Problem requirements → Reproduce verbatim the lines of the records between the line containing "Curation task — class label: red" and the line containing "[0,676,901,1231]", inclusive, and output nothing else.

━━━━━ Records shown ━━━━━

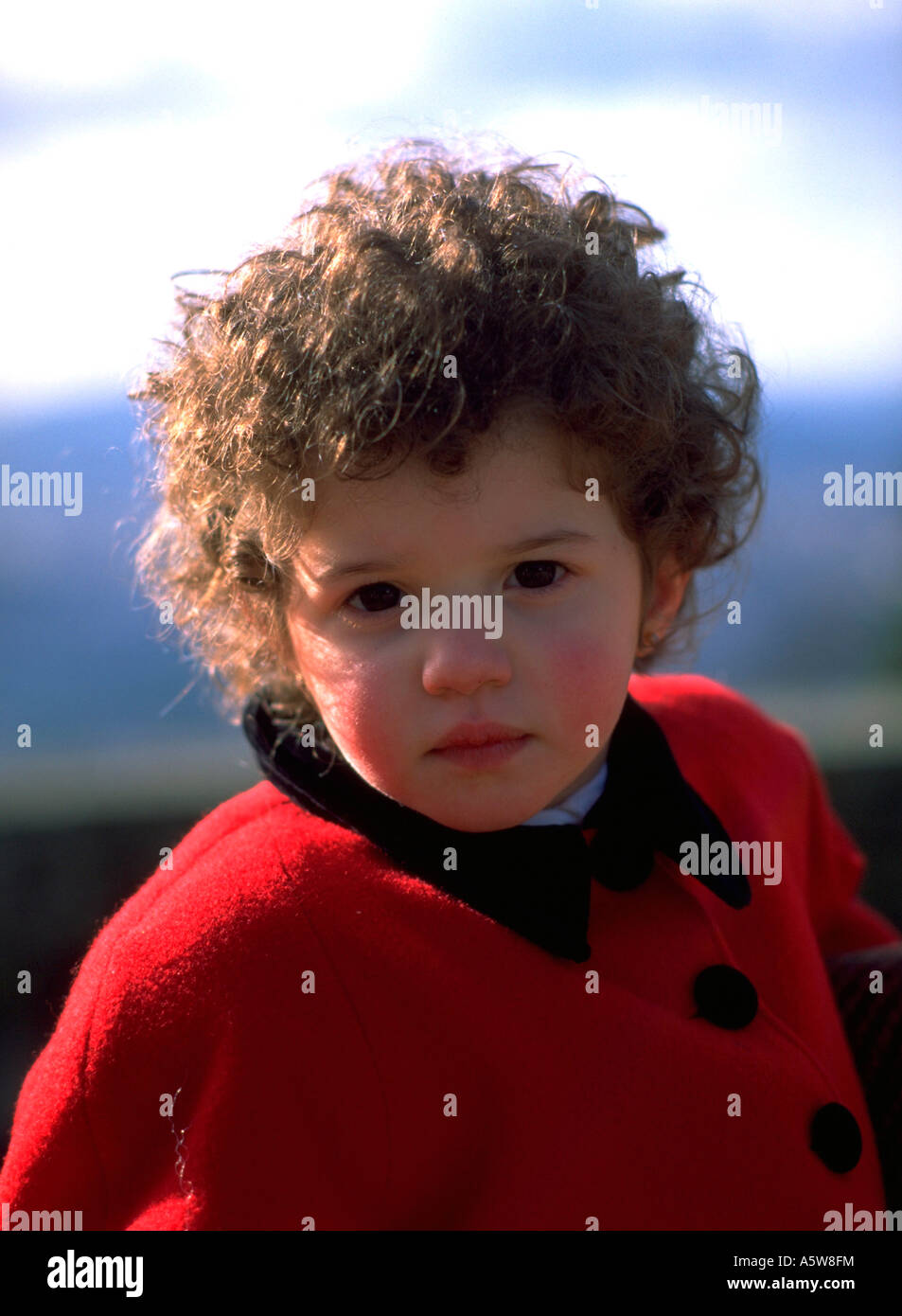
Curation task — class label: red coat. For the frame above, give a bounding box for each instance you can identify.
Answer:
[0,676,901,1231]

━━━━━
━━━━━ Records shown ━━━━━

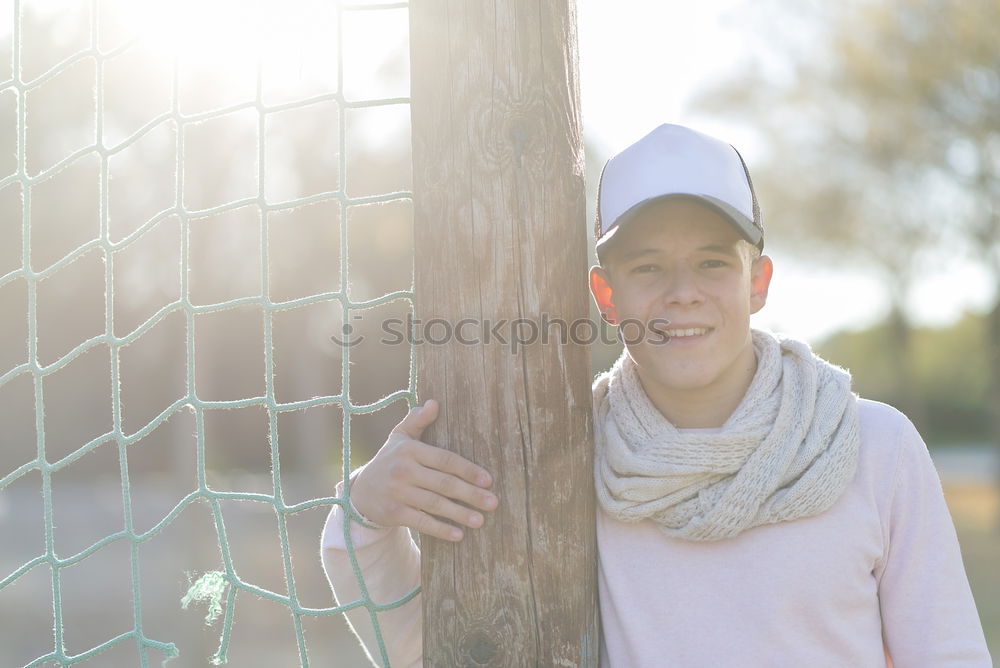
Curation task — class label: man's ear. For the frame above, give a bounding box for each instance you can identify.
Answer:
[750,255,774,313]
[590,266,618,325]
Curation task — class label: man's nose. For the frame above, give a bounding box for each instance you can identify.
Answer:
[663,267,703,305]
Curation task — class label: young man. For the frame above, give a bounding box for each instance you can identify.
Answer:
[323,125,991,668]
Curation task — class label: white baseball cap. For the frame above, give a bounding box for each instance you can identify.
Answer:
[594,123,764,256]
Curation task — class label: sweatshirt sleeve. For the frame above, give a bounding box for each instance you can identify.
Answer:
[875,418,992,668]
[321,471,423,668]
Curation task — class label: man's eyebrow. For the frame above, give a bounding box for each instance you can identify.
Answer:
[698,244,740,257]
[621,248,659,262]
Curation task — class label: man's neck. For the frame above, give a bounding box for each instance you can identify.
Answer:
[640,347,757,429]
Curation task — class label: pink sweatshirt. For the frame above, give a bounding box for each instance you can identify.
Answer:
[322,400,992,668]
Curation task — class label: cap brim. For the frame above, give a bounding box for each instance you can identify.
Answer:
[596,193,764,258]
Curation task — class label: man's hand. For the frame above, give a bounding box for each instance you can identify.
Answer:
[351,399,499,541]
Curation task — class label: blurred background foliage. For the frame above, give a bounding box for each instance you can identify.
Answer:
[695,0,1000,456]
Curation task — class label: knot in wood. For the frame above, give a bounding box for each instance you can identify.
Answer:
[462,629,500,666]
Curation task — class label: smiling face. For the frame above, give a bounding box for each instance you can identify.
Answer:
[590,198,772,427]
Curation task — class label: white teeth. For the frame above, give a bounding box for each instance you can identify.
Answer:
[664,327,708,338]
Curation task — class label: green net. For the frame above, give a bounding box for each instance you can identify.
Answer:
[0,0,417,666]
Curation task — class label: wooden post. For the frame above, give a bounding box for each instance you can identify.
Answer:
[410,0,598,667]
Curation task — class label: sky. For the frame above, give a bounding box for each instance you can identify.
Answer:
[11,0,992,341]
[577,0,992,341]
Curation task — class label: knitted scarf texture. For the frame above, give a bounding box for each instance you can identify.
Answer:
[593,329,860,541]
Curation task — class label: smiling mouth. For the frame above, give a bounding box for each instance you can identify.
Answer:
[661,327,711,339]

━━━━━
━━━━━ Records shown ━━━━━

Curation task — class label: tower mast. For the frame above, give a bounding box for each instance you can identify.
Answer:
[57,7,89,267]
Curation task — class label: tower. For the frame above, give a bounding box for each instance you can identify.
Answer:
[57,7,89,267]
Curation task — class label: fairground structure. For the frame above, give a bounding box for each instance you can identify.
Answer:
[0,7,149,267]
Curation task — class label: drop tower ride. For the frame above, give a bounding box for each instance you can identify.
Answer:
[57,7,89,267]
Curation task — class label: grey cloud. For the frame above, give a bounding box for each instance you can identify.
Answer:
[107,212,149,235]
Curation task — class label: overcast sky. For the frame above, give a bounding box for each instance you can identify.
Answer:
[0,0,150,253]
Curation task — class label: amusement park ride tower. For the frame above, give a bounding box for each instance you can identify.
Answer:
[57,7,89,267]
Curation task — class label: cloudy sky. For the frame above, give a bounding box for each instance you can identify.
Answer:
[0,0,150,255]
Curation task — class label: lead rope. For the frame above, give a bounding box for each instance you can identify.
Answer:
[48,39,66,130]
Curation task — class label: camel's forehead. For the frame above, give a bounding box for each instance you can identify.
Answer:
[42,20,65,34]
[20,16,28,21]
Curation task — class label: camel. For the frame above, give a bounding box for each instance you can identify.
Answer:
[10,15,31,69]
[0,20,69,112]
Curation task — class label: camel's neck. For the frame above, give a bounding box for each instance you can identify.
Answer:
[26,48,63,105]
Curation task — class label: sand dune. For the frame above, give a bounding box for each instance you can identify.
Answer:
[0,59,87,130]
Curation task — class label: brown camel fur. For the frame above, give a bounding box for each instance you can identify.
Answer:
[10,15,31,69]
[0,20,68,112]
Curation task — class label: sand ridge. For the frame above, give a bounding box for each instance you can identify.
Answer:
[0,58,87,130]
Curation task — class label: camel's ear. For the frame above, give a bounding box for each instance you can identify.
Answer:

━━━━━

Final result →
Curation task — class label: red coat. For the frame above, give a bounding box for each instance you can identify.
Answer:
[0,676,901,1231]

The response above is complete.